» TASK DESCRIPTION: Please copy the listing below line for line, without changing anything, and leave out the pictures.

» DATA TO PROCESS:
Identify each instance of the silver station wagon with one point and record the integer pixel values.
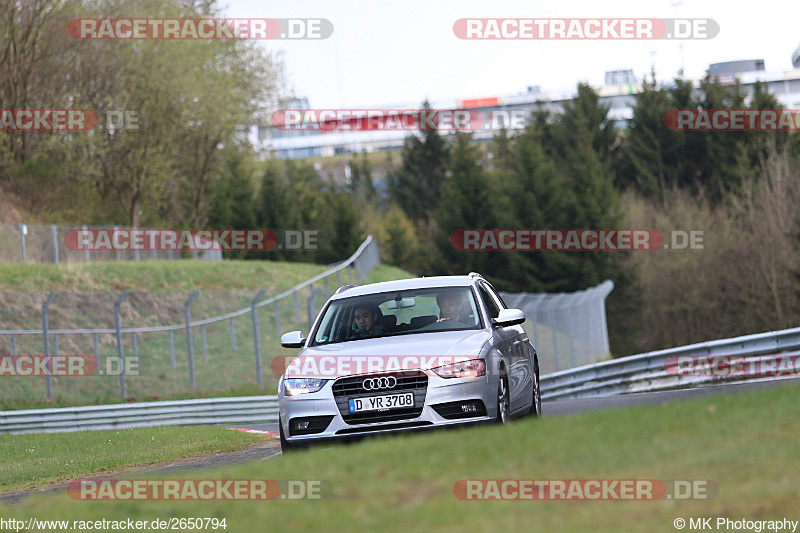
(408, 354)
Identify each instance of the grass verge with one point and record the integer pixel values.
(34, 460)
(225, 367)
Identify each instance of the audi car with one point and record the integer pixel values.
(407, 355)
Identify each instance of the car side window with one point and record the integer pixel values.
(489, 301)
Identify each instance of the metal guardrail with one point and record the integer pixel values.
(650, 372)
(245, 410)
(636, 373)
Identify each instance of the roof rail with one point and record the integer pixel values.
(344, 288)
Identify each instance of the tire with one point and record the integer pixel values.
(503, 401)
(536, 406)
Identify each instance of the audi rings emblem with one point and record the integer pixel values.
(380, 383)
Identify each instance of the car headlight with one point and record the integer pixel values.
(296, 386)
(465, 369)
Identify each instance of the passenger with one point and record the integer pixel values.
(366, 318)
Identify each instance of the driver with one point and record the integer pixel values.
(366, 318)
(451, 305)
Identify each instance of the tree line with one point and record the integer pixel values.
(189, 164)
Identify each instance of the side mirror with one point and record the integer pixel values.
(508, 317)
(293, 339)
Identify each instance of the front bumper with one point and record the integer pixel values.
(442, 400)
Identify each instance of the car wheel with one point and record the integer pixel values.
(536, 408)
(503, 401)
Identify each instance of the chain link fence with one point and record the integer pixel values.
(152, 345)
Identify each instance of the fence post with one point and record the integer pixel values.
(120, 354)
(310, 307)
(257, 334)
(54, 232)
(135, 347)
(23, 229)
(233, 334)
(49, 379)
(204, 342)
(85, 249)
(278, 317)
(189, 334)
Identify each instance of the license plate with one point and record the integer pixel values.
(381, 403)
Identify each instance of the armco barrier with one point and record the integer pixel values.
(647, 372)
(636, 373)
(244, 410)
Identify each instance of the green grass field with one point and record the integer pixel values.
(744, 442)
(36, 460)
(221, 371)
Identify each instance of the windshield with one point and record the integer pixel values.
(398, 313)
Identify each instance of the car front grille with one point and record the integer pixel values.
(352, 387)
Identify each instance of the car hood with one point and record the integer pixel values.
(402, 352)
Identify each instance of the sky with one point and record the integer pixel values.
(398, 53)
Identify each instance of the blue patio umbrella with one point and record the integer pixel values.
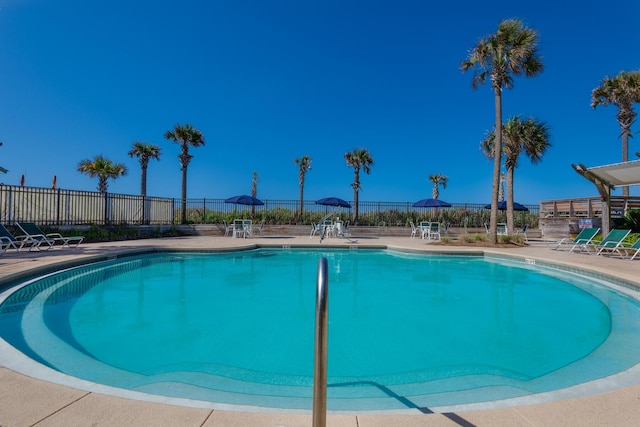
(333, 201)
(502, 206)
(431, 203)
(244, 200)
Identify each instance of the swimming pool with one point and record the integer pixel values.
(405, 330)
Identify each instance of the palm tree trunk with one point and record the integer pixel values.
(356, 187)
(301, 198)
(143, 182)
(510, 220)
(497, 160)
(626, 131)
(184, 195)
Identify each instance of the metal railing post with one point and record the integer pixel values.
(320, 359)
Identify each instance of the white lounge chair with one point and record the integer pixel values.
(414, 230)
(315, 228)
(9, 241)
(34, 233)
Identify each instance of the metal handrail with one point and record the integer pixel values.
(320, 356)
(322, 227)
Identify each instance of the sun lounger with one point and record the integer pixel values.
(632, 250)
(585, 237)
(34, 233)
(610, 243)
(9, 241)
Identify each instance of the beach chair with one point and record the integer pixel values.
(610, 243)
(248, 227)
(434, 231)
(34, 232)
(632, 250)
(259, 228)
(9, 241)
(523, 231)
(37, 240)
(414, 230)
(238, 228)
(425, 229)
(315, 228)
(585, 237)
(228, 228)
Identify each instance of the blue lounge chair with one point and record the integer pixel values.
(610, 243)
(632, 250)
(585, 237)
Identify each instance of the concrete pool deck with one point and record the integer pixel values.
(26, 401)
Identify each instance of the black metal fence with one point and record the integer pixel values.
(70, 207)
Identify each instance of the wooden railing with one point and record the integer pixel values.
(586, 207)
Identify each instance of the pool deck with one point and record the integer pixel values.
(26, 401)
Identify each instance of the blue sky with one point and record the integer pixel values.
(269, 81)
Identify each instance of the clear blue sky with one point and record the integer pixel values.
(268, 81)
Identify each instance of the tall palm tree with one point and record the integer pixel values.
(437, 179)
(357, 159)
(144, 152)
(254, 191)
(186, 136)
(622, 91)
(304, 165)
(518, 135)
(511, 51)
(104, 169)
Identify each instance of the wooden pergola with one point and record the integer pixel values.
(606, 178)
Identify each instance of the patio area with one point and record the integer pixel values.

» OUTPUT BELOW:
Identify each instance of the silver station wagon with one point and record the integer pixel values.
(408, 354)
Identify each instance of the grass verge with one point and record the integer pixel values.
(34, 460)
(225, 367)
Identify each instance of the audi car with one point and record the integer pixel values.
(407, 355)
Identify each instance of the car side window with one point and record the integer pixel values.
(489, 301)
Identify each instance of the metal guardrail with one point and record the integer pixel values.
(650, 372)
(245, 410)
(636, 373)
Identify each instance of the roof rail with one point and record the integer pixel values.
(344, 288)
Identify each instance of the tire with one point and record the integer pixel values.
(503, 401)
(536, 406)
Identify each instance of the audi rings emblem with one point and record the integer pixel values.
(380, 383)
Identify each instance of the car headlight with one point and record the integer pixel values.
(296, 386)
(465, 369)
Identify each instance of the passenger with one point and record the integer pixel values.
(366, 318)
Identify each instance of the driver with one point and record the integer pixel values.
(366, 318)
(451, 305)
Identify each instance of the tree line with one point and record the integer pixel values.
(189, 164)
Identify each instance of the side mirror with one point and record the integer pixel values.
(508, 317)
(293, 339)
Identify each instance of the front bumper with one point and record the integer pixel values.
(442, 400)
Identify each instance of the car wheel with one point and record the integer pixel values.
(536, 408)
(503, 401)
Identify each instance of the chain link fence with one point and record the integer pixel values.
(152, 345)
Identify each instance of the fence post with one point and record the integer pixel values.
(120, 354)
(310, 307)
(257, 334)
(54, 232)
(135, 347)
(23, 229)
(233, 334)
(49, 379)
(204, 342)
(85, 249)
(278, 317)
(189, 334)
Identify each instance of the license plate with one point and record the integer pixel values.
(381, 403)
Identify each instance of the armco barrier with one point and record the integer pixel values.
(647, 372)
(636, 373)
(244, 410)
Identify each instance of the green grass field with one point and record the integer pixel values.
(744, 442)
(36, 460)
(221, 371)
Identify each instance of the windshield with one point and record the integer pixel values.
(398, 313)
Identify each instance of the car front grille with one point and record the integer pixel values.
(352, 387)
Identify each instance of the car hood with one point and record the integer pixel values.
(402, 352)
Identify each instance of the sky with one point and record the integer pixel values.
(398, 53)
Identify each instance of the blue patio umbrella with one point and record the integer pixel values.
(333, 201)
(502, 206)
(431, 203)
(244, 200)
Identify each instance of the swimming pool with one point and record the integer pixel values.
(405, 330)
Identify each instance of the palm tree trunk with one point and record the integer pixel values.
(356, 187)
(301, 198)
(143, 182)
(510, 220)
(497, 160)
(626, 131)
(184, 195)
Identify each instance of the metal railing post with one point and record the integer pixel values.
(320, 359)
Identify each instance of the white lounge chair with one point and record the integer pixel values.
(414, 230)
(315, 228)
(9, 241)
(34, 233)
Identify each instance of the metal handrail with one point and record the integer pixel values.
(320, 356)
(322, 227)
Identify each instance of the sun lounger with one point and record the integer pixel values.
(632, 250)
(585, 237)
(34, 233)
(610, 243)
(9, 241)
Identify each instance of the beach chair with one point and record the integer pixel values.
(610, 243)
(248, 227)
(434, 231)
(34, 232)
(632, 250)
(259, 228)
(9, 241)
(523, 231)
(37, 240)
(414, 230)
(238, 228)
(425, 229)
(315, 228)
(585, 237)
(228, 228)
Identify each instance of the blue lounge chair with one point and record the integer pixel values.
(610, 243)
(632, 250)
(585, 237)
Identify each instance of the concrete pool deck with one point and record the integer pixel values.
(26, 401)
Identify each instance of the black metal fence with one point and record the integer pixel values.
(70, 207)
Identify each instance of the wooden railing with one point and record the integer pixel values.
(586, 207)
Identify each instance of the pool deck with one point and record the integer pixel values.
(26, 401)
Identify each instance of the blue sky with one point and record the integer pixel values.
(269, 81)
Identify each instance of the clear blue sky with one point and record the integer pixel values.
(268, 81)
Identify each instance of the tall palm tree with one point and record the integer pixel values.
(437, 179)
(357, 159)
(144, 152)
(254, 191)
(186, 136)
(622, 91)
(304, 165)
(518, 135)
(511, 51)
(104, 169)
Identify each instance of the wooden pergola with one point and record the integer pixel values.
(606, 178)
Identify each instance of the patio area with one point and record the integer pixel values.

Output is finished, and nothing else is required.